-- Data extract --
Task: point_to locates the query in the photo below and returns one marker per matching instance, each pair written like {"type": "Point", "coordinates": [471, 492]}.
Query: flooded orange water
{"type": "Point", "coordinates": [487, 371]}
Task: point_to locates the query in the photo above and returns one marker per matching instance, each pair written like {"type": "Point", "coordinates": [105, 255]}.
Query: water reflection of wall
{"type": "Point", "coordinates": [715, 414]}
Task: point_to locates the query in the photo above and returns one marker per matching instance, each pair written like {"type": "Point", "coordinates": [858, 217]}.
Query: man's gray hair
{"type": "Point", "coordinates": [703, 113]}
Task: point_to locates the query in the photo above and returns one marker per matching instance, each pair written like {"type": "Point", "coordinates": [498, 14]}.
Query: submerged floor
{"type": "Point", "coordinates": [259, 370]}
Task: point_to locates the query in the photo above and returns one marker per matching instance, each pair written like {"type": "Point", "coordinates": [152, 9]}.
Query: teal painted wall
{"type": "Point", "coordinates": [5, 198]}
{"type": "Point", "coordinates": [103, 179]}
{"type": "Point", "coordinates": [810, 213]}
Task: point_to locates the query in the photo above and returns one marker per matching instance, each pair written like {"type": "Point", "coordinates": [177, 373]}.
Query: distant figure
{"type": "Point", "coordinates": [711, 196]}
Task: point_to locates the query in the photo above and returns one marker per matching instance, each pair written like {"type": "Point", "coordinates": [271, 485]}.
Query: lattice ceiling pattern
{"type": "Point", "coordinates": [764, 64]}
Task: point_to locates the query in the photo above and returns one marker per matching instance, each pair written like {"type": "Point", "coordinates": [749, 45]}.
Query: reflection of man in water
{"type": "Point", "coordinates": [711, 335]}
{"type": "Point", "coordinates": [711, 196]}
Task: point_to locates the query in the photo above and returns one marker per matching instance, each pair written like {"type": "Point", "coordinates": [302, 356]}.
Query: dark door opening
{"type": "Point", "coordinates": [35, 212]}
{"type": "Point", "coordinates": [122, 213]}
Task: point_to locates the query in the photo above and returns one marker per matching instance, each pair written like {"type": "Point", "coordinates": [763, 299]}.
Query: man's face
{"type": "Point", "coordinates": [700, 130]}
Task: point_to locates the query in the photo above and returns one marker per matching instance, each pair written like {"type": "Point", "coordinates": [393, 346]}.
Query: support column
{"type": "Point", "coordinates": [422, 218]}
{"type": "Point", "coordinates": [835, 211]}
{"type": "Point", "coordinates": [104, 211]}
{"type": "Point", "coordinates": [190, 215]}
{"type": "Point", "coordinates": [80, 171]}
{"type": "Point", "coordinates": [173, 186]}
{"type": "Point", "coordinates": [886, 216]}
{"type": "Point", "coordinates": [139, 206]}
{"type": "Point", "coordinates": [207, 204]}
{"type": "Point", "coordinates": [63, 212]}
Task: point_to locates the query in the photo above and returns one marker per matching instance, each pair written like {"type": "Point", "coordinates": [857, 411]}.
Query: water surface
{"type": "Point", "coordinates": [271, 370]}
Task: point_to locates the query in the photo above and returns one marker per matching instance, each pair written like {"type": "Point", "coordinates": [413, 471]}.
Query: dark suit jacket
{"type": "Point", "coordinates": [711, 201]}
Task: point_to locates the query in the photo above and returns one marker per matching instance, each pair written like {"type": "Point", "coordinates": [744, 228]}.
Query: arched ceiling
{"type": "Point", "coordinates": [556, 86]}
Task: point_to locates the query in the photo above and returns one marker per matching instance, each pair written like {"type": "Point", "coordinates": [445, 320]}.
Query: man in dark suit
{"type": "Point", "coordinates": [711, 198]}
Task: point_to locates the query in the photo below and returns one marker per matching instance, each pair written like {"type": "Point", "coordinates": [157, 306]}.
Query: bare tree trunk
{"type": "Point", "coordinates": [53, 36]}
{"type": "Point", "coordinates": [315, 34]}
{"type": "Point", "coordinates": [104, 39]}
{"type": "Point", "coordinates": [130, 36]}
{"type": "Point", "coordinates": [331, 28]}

-- What you have to do --
The expected output is one number: how many lines of the data above hold the string "below".

-- Your solution --
2